## DOCUMENT TEXT
[Start of section]
Jennifer L Tackett et al. J Am Acad Child Adolesc Psychiatry.

Abstract

Objective: To investigate whether genetic contributions to major depressive disorder and conduct disorder comorbidity are shared with genetic influences on negative emotionality.

Method: Primary caregivers of 2,022 same- and opposite-sex twin pairs 6 to 18 years of age comprised a population-based sample. Participants were randomly selected across five regions in Tennessee, with stratification by age and geographic location. Face-to-face structured interviews were conducted with the primary caregiver of a representative sample of twins.
[End of section]
## ENTRIES SHOWN
[Start of section]
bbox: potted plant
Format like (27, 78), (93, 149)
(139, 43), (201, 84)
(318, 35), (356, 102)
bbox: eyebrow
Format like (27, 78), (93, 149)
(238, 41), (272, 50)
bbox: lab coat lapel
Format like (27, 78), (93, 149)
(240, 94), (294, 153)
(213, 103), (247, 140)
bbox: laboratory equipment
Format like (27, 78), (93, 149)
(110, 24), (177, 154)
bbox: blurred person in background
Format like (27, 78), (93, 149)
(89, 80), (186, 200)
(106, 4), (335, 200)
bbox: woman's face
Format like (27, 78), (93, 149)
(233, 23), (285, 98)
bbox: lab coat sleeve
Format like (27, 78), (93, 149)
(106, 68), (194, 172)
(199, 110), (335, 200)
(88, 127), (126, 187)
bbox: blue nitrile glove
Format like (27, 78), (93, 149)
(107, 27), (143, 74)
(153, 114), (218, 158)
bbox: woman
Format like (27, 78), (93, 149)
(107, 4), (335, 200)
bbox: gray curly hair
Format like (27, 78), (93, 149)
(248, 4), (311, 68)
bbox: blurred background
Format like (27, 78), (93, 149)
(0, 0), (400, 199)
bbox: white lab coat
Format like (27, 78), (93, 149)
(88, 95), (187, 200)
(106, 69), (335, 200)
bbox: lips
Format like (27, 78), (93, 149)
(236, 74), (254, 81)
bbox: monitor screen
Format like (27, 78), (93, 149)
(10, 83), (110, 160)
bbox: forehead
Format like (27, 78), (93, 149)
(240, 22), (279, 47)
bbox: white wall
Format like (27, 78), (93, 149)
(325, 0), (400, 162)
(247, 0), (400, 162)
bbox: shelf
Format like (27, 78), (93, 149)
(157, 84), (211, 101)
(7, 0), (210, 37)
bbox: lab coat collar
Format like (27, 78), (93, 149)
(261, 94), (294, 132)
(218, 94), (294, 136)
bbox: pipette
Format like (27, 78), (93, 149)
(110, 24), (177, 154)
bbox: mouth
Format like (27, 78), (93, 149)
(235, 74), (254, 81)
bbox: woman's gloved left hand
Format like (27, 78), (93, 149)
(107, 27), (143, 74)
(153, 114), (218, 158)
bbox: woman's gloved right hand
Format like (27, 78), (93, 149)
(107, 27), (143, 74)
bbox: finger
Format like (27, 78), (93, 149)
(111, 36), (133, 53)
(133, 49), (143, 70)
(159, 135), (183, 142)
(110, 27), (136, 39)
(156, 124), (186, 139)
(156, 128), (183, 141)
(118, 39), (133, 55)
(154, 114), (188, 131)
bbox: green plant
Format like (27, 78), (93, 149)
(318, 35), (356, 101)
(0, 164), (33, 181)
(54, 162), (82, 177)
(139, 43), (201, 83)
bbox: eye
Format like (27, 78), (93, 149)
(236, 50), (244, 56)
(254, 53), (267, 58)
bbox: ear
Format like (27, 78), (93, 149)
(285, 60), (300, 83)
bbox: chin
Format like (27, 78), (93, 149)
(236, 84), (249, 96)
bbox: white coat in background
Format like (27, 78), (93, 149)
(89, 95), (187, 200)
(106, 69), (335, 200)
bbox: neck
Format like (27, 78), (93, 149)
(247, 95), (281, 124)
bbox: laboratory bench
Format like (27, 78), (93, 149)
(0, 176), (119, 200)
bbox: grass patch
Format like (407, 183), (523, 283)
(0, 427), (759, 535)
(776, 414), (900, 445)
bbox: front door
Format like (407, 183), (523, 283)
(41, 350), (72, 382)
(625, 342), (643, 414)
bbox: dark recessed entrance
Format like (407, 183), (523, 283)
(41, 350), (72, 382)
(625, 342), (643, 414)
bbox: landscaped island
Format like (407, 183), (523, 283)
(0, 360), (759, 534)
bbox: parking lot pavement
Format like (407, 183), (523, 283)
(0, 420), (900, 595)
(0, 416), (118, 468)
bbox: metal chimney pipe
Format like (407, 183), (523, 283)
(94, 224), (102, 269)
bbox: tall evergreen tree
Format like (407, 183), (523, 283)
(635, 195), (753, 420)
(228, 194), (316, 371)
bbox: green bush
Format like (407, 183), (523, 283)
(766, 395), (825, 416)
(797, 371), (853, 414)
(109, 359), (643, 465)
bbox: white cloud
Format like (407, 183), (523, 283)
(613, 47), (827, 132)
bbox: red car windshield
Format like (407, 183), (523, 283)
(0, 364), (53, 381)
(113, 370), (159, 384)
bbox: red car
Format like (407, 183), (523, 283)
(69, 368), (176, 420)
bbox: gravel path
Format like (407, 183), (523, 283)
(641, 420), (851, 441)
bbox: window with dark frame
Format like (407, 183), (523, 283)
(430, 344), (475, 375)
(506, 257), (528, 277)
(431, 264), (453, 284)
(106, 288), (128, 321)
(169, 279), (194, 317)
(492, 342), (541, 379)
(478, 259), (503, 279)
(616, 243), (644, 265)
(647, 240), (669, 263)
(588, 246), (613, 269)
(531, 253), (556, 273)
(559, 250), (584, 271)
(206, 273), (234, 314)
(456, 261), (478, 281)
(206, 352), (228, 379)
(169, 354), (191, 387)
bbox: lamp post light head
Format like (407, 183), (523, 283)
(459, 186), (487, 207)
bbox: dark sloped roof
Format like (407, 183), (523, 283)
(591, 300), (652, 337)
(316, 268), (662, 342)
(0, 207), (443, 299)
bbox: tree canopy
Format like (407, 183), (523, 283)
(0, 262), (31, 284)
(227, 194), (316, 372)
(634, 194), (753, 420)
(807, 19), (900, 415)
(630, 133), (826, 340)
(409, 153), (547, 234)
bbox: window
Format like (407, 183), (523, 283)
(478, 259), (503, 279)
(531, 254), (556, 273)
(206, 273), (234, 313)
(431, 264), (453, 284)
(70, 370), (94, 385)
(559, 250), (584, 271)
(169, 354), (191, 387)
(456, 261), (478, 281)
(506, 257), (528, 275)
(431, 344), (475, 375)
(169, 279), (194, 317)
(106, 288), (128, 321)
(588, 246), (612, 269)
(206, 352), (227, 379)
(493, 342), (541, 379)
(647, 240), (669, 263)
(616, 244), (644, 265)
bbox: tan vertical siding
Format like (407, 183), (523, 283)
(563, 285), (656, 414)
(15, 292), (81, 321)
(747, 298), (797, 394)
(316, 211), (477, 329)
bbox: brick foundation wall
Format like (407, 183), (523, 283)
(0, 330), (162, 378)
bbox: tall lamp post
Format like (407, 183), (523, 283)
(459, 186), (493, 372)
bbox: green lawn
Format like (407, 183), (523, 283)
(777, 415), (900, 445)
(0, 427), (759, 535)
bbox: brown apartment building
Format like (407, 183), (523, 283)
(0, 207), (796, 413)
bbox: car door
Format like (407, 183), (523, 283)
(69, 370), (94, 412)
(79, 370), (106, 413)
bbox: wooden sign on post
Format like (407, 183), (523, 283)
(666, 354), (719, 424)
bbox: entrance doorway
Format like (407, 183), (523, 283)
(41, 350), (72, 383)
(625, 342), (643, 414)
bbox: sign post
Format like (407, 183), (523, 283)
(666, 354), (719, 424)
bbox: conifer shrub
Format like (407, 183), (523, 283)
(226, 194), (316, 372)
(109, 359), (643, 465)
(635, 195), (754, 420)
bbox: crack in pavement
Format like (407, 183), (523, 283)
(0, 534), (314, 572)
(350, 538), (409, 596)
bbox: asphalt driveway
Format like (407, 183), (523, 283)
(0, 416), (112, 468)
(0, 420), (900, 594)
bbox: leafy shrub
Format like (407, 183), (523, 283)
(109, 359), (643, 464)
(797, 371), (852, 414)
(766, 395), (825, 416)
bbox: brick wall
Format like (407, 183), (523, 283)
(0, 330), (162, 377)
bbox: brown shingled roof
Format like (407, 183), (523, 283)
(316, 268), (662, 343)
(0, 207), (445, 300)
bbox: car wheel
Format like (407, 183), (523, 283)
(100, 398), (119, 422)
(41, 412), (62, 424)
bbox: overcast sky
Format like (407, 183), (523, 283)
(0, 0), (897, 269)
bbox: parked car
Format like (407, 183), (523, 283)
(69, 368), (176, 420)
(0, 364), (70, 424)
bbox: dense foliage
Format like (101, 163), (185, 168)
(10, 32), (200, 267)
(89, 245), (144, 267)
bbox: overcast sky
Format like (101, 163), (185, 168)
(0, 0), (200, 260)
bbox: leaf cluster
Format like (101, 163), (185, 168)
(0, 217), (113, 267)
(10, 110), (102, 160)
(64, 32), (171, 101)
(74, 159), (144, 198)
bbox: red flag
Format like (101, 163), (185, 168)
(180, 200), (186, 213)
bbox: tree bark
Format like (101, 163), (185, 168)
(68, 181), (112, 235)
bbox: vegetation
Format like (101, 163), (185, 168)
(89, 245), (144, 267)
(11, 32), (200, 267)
[End of section]
[Start of section]
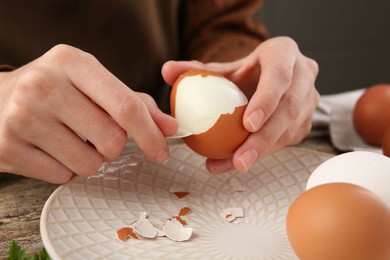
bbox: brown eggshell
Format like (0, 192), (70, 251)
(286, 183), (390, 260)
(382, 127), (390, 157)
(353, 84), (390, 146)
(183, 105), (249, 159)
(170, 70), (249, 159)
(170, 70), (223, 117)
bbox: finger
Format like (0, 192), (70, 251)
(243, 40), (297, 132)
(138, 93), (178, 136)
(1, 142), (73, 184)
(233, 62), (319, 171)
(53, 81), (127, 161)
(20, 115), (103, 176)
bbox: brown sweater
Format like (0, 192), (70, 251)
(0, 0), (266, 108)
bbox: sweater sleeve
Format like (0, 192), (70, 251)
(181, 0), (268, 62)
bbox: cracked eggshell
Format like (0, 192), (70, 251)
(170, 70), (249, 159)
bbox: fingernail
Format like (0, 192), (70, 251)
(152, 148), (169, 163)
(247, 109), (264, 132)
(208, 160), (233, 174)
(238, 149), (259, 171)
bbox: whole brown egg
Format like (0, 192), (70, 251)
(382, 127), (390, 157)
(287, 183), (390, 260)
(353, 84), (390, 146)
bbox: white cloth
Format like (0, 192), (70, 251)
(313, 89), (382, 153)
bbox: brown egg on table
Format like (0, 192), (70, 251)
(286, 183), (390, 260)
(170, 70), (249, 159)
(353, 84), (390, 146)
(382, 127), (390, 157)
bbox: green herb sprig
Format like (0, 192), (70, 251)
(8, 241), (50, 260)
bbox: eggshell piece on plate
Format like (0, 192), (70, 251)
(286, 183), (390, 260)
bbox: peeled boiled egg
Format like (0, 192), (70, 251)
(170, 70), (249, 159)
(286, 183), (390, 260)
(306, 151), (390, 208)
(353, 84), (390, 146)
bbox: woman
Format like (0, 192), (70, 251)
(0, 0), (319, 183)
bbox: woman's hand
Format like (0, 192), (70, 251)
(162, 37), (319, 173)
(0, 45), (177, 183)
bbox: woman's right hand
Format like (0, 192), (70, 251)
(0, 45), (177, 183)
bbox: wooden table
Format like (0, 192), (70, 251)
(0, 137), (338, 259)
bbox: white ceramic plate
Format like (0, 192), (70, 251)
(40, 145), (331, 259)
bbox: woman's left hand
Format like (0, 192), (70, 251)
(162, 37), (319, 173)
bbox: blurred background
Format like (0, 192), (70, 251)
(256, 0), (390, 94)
[End of section]
[Start of section]
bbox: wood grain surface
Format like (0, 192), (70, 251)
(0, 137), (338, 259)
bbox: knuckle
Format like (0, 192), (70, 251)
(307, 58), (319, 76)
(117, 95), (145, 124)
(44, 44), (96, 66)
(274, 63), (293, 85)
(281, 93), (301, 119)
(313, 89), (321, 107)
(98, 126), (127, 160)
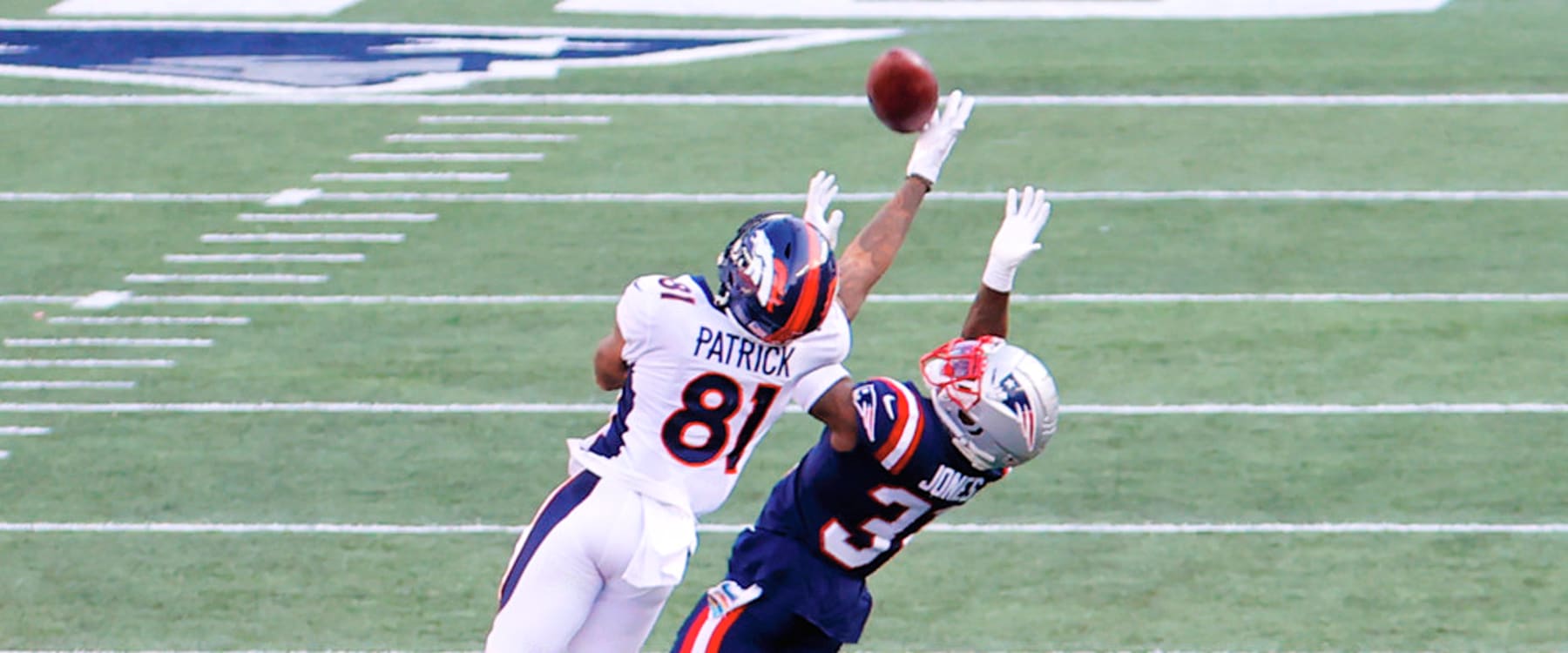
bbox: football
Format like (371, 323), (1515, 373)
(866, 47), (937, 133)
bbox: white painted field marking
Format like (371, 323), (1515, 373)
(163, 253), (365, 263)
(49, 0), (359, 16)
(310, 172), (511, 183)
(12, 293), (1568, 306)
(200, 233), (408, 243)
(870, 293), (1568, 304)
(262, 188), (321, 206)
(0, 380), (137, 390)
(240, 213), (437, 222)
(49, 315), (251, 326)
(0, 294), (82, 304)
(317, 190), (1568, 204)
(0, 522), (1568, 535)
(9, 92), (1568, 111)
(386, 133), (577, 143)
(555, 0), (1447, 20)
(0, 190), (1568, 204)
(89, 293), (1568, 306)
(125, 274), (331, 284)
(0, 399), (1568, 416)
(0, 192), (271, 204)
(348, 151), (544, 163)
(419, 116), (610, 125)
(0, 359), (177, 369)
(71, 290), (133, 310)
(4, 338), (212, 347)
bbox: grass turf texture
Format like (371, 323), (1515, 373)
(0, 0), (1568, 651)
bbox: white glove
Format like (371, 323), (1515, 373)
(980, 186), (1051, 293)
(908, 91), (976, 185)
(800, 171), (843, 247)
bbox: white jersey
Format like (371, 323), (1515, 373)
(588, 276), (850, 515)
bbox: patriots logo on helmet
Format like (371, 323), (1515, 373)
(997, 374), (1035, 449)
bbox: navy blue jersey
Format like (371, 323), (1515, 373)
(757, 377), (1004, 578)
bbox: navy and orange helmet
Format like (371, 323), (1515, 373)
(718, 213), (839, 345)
[End of section]
## BRIEF
Answer from the abstract on twin comorbidity:
1. With which trait's genetic influences does the study test for sharing of genetic contributions to major depressive disorder and conduct disorder comorbidity?
2. How many twin pairs were in the sample?
3. Across how many regions in Tennessee were participants randomly selected?
The rows are not needed here.

## SOLUTION TO THE EXERCISE
1. Negative emotionality
2. 2,022
3. Five